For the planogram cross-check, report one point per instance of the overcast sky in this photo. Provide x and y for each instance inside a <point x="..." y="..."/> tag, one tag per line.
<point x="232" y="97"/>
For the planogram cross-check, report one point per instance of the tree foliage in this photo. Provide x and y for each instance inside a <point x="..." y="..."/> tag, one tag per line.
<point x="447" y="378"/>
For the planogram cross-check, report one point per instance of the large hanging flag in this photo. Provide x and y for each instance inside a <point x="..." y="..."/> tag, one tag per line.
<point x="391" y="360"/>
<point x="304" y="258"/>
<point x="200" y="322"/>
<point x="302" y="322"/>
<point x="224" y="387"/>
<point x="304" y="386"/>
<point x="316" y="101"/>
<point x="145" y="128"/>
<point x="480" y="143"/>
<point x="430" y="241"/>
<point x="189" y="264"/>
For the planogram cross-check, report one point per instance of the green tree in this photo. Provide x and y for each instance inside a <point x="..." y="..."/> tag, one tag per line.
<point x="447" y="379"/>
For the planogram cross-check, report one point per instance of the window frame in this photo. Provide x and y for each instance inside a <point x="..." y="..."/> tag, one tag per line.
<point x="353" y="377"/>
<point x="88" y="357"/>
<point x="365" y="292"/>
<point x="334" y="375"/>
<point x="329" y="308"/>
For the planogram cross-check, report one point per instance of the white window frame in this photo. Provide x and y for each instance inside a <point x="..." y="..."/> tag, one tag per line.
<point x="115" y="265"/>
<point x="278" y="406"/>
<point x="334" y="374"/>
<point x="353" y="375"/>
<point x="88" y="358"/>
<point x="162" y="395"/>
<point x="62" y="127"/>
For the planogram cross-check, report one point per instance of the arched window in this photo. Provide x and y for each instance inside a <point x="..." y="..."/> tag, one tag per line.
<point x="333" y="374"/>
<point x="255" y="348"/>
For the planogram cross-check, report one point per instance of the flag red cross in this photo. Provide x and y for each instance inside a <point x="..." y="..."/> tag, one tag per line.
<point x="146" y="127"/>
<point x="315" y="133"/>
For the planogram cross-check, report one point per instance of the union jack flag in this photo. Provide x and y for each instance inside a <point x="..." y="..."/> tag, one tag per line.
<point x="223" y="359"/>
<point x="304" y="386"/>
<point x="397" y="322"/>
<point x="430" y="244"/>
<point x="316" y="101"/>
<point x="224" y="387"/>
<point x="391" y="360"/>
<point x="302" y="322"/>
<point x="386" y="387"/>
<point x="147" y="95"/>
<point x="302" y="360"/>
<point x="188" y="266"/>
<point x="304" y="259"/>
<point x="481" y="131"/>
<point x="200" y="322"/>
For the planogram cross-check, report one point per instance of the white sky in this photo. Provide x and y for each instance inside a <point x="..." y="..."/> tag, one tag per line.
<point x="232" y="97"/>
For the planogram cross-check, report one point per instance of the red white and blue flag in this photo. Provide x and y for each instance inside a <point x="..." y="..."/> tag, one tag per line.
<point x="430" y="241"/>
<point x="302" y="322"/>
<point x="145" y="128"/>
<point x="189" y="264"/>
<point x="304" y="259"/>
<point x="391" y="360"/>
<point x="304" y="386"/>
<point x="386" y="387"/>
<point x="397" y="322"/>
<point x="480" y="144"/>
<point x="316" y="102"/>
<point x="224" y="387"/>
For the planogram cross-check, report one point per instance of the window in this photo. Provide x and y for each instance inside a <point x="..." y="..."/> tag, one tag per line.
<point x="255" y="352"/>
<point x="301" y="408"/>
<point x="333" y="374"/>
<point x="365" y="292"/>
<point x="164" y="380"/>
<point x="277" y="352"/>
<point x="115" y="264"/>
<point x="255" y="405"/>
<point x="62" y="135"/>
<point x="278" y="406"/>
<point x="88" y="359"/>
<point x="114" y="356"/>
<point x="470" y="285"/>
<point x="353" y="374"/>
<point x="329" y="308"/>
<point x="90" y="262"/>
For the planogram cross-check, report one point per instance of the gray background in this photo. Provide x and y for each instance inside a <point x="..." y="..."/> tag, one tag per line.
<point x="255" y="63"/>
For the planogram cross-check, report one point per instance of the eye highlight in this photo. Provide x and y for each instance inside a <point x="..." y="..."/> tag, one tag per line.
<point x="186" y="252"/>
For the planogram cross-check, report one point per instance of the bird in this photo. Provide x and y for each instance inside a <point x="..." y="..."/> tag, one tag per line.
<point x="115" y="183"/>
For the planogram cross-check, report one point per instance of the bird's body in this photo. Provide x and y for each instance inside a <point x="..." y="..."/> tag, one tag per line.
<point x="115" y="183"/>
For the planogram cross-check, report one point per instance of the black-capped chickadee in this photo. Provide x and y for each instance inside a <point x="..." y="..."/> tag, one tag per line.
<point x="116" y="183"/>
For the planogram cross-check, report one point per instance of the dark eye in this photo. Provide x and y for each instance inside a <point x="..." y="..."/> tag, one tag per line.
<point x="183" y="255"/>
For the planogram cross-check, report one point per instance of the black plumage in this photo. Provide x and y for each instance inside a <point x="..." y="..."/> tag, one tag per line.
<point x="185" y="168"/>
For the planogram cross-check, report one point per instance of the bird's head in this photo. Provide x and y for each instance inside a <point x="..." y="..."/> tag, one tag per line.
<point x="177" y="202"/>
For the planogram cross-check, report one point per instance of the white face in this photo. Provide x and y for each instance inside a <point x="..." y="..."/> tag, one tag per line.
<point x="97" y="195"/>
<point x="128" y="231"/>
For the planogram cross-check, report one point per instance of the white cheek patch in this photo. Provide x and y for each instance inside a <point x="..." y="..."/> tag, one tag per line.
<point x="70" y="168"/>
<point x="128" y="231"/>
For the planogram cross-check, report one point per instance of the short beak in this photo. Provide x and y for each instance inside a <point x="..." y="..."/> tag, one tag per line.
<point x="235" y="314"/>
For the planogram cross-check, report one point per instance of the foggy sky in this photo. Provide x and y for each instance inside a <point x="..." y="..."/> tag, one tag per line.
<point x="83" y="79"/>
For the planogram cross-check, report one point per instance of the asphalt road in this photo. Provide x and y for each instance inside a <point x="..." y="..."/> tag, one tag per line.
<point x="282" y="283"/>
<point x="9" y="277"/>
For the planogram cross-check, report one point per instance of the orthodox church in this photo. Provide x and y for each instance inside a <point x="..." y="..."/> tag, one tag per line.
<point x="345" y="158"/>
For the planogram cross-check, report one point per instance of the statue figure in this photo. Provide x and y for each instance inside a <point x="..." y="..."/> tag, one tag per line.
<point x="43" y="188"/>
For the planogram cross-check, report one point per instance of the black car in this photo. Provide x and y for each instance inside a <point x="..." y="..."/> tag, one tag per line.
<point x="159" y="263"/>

###

• [What to do]: Nothing should be left out: copy the material exactly.

• [Solution to the problem]:
For the planogram cross-check, report one point per instance of the overcast sky in this photo. Provide x and y for each instance inside a <point x="..." y="..."/> tag, one tag per line.
<point x="232" y="97"/>
For the planogram cross-check, report one point per instance of the tree foliage in this photo. Provide x and y for each instance inside a <point x="..." y="..."/> tag, one tag per line.
<point x="447" y="378"/>
For the planogram cross-check, report one point per instance of the large hanging flag in this photo. Provide x and y for each instance inside a <point x="..." y="..."/> tag, one tag per line.
<point x="391" y="360"/>
<point x="304" y="258"/>
<point x="200" y="322"/>
<point x="302" y="322"/>
<point x="224" y="387"/>
<point x="304" y="386"/>
<point x="316" y="101"/>
<point x="145" y="128"/>
<point x="480" y="143"/>
<point x="430" y="241"/>
<point x="189" y="264"/>
For the planogram cross-check, report one point per instance of the green tree in this photo. Provide x and y for each instance inside a <point x="..." y="..."/> tag, one tag per line.
<point x="447" y="379"/>
For the planogram cross-check, report one point per instance of the window frame in this photo. Provide x and y for each instance inside a <point x="..." y="..."/> tag, one tag per line.
<point x="353" y="377"/>
<point x="88" y="357"/>
<point x="365" y="292"/>
<point x="334" y="375"/>
<point x="329" y="308"/>
For the planogram cross-check, report one point per instance of the white window frame in this photo. Provide x and y for each instance inside a <point x="..." y="..."/> tag, one tag per line.
<point x="115" y="265"/>
<point x="278" y="406"/>
<point x="334" y="374"/>
<point x="353" y="375"/>
<point x="88" y="358"/>
<point x="162" y="395"/>
<point x="62" y="127"/>
For the planogram cross-check, report one point per instance of the arched window in this photo. Provide x and y for each instance inside a <point x="..." y="..."/> tag, one tag per line.
<point x="333" y="374"/>
<point x="255" y="348"/>
For the planogram cross-check, report one point per instance of the flag red cross in this photo. Provide x and y for each instance inside a <point x="..." y="..."/> tag, one tag per line.
<point x="146" y="127"/>
<point x="315" y="133"/>
For the planogram cross-check, report one point per instance of the union jack flag in this photo. Provide x and y for each instance inside a <point x="..." y="..."/> tag, one tag per line.
<point x="223" y="359"/>
<point x="304" y="386"/>
<point x="397" y="322"/>
<point x="430" y="244"/>
<point x="316" y="101"/>
<point x="224" y="387"/>
<point x="391" y="360"/>
<point x="302" y="322"/>
<point x="386" y="387"/>
<point x="147" y="95"/>
<point x="302" y="360"/>
<point x="188" y="266"/>
<point x="304" y="259"/>
<point x="481" y="131"/>
<point x="200" y="322"/>
For the planogram cross-check, report one point per instance of the white sky in this photo. Provide x and y for each instance inside a <point x="..." y="..."/> tag, one tag per line.
<point x="232" y="97"/>
For the planogram cross-check, report one point per instance of the red white and blue flag in this photo. Provide x and y for each instance inside a <point x="..." y="..."/> tag, one tag per line.
<point x="430" y="241"/>
<point x="302" y="322"/>
<point x="145" y="128"/>
<point x="189" y="264"/>
<point x="304" y="259"/>
<point x="391" y="360"/>
<point x="304" y="386"/>
<point x="386" y="387"/>
<point x="397" y="322"/>
<point x="480" y="144"/>
<point x="316" y="102"/>
<point x="224" y="387"/>
For the planogram cross-check, report one point per instance of the window in this photo. Provide x and y for each instance inside a <point x="..." y="..."/> tag, one tag per line.
<point x="255" y="352"/>
<point x="301" y="408"/>
<point x="333" y="374"/>
<point x="365" y="292"/>
<point x="164" y="380"/>
<point x="277" y="352"/>
<point x="115" y="264"/>
<point x="255" y="405"/>
<point x="62" y="135"/>
<point x="278" y="406"/>
<point x="88" y="359"/>
<point x="114" y="356"/>
<point x="470" y="285"/>
<point x="353" y="374"/>
<point x="329" y="308"/>
<point x="90" y="262"/>
For the planogram cross-check, report one point per instance of the gray background in this photo. Provide x and y for each instance inside a <point x="..." y="..."/> tag, one tag per line.
<point x="255" y="63"/>
For the planogram cross-check, report one point per instance of the eye highlight in this photo. Provide x and y for each instance inside a <point x="..." y="..."/> tag, one tag per line.
<point x="186" y="252"/>
For the planogram cross-check, report one point per instance of the bird in this photo. Provide x and y for each instance inside a <point x="..." y="..."/> tag, one tag per line.
<point x="115" y="183"/>
For the planogram cross-check, report one point per instance of the bird's body in this photo. Provide x and y for each instance inside a <point x="..." y="..."/> tag, one tag per line.
<point x="115" y="183"/>
For the planogram cross-check, report one point per instance of the black-capped chickadee in this photo. Provide x and y for each instance inside a <point x="..." y="..."/> tag, one tag per line.
<point x="116" y="183"/>
For the planogram cross-check, report one point per instance of the dark eye in this photo. Provide x and y for each instance inside a <point x="..." y="..."/> tag, one tag per line.
<point x="183" y="255"/>
For the planogram cross-check, report one point per instance of the black plumage in this photo. Provide x and y for each instance inside a <point x="..." y="..."/> tag, one tag per line.
<point x="185" y="168"/>
For the planogram cross-check, report one point per instance of the bird's head in this photo. Provide x and y for each instance inside a <point x="..." y="..."/> tag, one tag per line.
<point x="177" y="202"/>
For the planogram cross-check, report one point per instance of the white face in this photo. Provide x and y for each instance inside a <point x="..." y="..."/> tag, one tag per line.
<point x="97" y="195"/>
<point x="128" y="231"/>
For the planogram cross-check, report one point per instance of the white cheek patch in this photo. Provide x and y for each instance inside a <point x="..." y="..."/> tag, one tag per line.
<point x="70" y="168"/>
<point x="128" y="231"/>
For the planogram cross-check, report one point per instance of the short beak in this photo. Provide x and y for each instance inside a <point x="..." y="..."/> tag, one tag per line.
<point x="235" y="314"/>
For the planogram cross-check, report one point per instance of the foggy sky in this photo. Provide x and y for each instance inside a <point x="..." y="..."/> tag, one tag per line.
<point x="83" y="79"/>
For the planogram cross-check, report one point per instance of the asphalt road in this photo. Provide x and y for each instance inside a <point x="..." y="..."/> tag, one tag per line.
<point x="282" y="283"/>
<point x="9" y="277"/>
For the planogram cross-check, report one point per instance of the orthodox church in this photo. Provide x and y for each instance inside a <point x="..." y="..."/> tag, one tag per line.
<point x="345" y="158"/>
For the planogram cross-check, report one point per instance of the statue figure in this photo. Provide x and y for each instance inside a <point x="..." y="..."/> tag, one tag per line.
<point x="43" y="188"/>
For the planogram cross-check, report one point per instance of the black car in this photo. Provide x and y for each instance inside a <point x="..." y="..."/> tag, one tag per line.
<point x="159" y="263"/>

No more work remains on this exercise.